-- Start of Exercise input --

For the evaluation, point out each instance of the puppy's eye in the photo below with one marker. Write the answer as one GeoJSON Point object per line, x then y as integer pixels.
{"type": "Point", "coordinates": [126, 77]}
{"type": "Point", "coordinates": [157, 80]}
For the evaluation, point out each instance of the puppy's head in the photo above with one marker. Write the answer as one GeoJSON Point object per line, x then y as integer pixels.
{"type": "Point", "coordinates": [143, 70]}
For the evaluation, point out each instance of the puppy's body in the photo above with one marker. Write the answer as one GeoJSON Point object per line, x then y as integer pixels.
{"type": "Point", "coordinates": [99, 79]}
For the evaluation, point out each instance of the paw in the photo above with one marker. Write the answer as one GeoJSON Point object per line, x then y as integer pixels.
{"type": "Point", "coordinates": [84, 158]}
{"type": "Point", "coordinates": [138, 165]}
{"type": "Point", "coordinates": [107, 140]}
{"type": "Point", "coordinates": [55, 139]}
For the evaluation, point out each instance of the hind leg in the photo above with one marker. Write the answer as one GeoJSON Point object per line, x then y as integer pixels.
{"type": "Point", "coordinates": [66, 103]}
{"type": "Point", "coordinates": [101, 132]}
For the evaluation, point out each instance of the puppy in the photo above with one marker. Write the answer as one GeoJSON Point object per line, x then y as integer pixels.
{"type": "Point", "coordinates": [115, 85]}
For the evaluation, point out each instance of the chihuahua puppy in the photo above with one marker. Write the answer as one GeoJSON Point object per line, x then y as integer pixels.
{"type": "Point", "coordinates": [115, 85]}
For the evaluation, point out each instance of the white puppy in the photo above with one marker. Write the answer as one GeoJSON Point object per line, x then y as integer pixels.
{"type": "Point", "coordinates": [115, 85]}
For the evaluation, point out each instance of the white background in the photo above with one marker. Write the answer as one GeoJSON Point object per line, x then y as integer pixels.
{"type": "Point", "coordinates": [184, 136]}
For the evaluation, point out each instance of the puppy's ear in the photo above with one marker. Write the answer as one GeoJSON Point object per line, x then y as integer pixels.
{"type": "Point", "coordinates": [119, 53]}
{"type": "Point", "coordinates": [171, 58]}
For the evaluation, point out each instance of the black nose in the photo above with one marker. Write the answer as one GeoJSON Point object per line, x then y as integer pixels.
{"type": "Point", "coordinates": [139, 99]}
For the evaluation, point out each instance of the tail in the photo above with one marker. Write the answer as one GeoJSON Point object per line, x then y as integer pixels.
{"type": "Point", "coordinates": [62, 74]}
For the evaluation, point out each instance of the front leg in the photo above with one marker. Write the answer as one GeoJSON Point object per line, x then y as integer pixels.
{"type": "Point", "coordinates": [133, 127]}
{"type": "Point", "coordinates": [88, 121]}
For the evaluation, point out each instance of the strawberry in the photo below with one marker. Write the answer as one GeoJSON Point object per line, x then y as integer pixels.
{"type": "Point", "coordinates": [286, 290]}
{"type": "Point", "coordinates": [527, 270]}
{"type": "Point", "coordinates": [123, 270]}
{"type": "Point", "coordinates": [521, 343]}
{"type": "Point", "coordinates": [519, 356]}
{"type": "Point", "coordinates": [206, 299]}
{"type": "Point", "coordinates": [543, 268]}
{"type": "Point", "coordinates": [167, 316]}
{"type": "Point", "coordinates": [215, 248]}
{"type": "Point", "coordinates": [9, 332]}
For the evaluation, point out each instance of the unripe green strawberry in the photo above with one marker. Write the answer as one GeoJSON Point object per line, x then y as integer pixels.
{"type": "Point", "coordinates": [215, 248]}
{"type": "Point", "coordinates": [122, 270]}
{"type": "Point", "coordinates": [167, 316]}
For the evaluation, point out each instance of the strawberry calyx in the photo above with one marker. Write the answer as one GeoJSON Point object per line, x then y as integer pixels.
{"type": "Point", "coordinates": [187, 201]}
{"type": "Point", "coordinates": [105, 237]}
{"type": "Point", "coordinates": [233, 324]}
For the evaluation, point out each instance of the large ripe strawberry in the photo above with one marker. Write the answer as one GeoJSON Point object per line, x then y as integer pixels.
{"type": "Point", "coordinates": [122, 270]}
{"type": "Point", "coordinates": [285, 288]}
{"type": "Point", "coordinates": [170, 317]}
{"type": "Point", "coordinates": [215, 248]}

-- End of Exercise input --

Exercise objective: Convert every line of the material above into a Markdown table with the columns Index and Entry, numbering the lines in order and leaving out blank lines.

Exercise response:
| Index | Entry |
|---|---|
| 1 | For the evaluation, point out each instance of the puppy's eye in the photo below with one marker. Write the answer as one GeoJSON Point object per line, x then y as integer pixels. |
| 2 | {"type": "Point", "coordinates": [126, 77]} |
| 3 | {"type": "Point", "coordinates": [157, 80]} |
| 4 | For the evaluation, point out each instance of the puppy's head in the photo above with one marker. Write the answer as one GeoJSON Point object per line, x then y as integer pixels. |
| 5 | {"type": "Point", "coordinates": [143, 70]} |
| 6 | For the evaluation, point out each instance of the puppy's body in the photo above with one marker. Write the answer as one GeoJSON Point object per line, x then y as integer pixels. |
| 7 | {"type": "Point", "coordinates": [99, 79]} |
| 8 | For the evaluation, point out each instance of the paw in the photo above with one marker. Write the answer as one GeoJSON Point object per line, x then y as integer pixels. |
| 9 | {"type": "Point", "coordinates": [84, 158]} |
| 10 | {"type": "Point", "coordinates": [138, 165]} |
| 11 | {"type": "Point", "coordinates": [107, 140]} |
| 12 | {"type": "Point", "coordinates": [55, 139]} |
| 13 | For the evaluation, point out each instance of the hind leg in the photo above with one marker. Write the answer as one GeoJSON Point object per line, x then y as integer pixels. |
| 14 | {"type": "Point", "coordinates": [66, 103]} |
| 15 | {"type": "Point", "coordinates": [101, 132]} |
| 16 | For the evaluation, point out each instance of the puppy in the photo above with one marker. Write the answer as one GeoJSON Point object per line, x then y as integer pixels. |
| 17 | {"type": "Point", "coordinates": [115, 85]} |
| 18 | For the evaluation, point out each instance of the chihuahua puppy in the photo above with one marker. Write the answer as one GeoJSON Point object per line, x then y as integer pixels. |
| 19 | {"type": "Point", "coordinates": [115, 85]} |
| 20 | For the evaluation, point out each instance of the white puppy in the photo above with one marker. Write the answer as one GeoJSON Point object per line, x then y as integer pixels. |
| 21 | {"type": "Point", "coordinates": [115, 85]} |
| 22 | For the evaluation, point out each instance of the white background in the photo above with one marker. Write the answer as one GeoJSON Point object per line, x then y as integer pixels. |
| 23 | {"type": "Point", "coordinates": [184, 136]} |
| 24 | For the evaluation, point out each instance of the puppy's ear in the photo above with one marker. Write the answer as one GeoJSON Point object per line, x then y as integer pixels. |
| 25 | {"type": "Point", "coordinates": [119, 53]} |
| 26 | {"type": "Point", "coordinates": [171, 58]} |
| 27 | For the evaluation, point out each instance of the black nose in the photo above with one marker. Write the answer as one GeoJSON Point object per line, x then y as integer pixels. |
| 28 | {"type": "Point", "coordinates": [139, 99]} |
| 29 | For the evaluation, point out each instance of the tail in the photo above with one marker. Write the answer as one GeoJSON Point object per line, x then y as integer pixels. |
| 30 | {"type": "Point", "coordinates": [62, 74]} |
| 31 | For the evaluation, point out each instance of the front leg in the photo above with one marker. Write the answer as one GeoJSON Point object per line, x then y as integer pixels. |
| 32 | {"type": "Point", "coordinates": [133, 127]} |
| 33 | {"type": "Point", "coordinates": [88, 121]} |
| 34 | For the evaluation, point out each instance of the strawberry in the photo below with one marker. Write the answer as one GeoJSON Point object per line, x then y as integer pixels. |
| 35 | {"type": "Point", "coordinates": [286, 290]} |
| 36 | {"type": "Point", "coordinates": [527, 270]} |
| 37 | {"type": "Point", "coordinates": [123, 270]} |
| 38 | {"type": "Point", "coordinates": [521, 343]} |
| 39 | {"type": "Point", "coordinates": [519, 356]} |
| 40 | {"type": "Point", "coordinates": [206, 299]} |
| 41 | {"type": "Point", "coordinates": [543, 268]} |
| 42 | {"type": "Point", "coordinates": [167, 316]} |
| 43 | {"type": "Point", "coordinates": [215, 248]} |
| 44 | {"type": "Point", "coordinates": [9, 332]} |
| 45 | For the evaluation, point out each instance of the unripe green strawberry in the photo above with one marker. Write the answer as one GeoJSON Point object per line, x then y as integer pixels. |
| 46 | {"type": "Point", "coordinates": [215, 248]} |
| 47 | {"type": "Point", "coordinates": [122, 270]} |
| 48 | {"type": "Point", "coordinates": [167, 316]} |
| 49 | For the evaluation, point out each instance of the strawberry calyx in the photo above with one marker. Write the answer as one GeoJSON Point object per line, x then y as integer pixels. |
| 50 | {"type": "Point", "coordinates": [187, 201]} |
| 51 | {"type": "Point", "coordinates": [105, 237]} |
| 52 | {"type": "Point", "coordinates": [233, 324]} |
| 53 | For the evaluation, point out each instance of the large ripe strawberry in the photo above with one marker. Write the answer as one GeoJSON Point object per line, x then y as integer pixels. |
| 54 | {"type": "Point", "coordinates": [122, 270]} |
| 55 | {"type": "Point", "coordinates": [285, 288]} |
| 56 | {"type": "Point", "coordinates": [170, 317]} |
| 57 | {"type": "Point", "coordinates": [215, 248]} |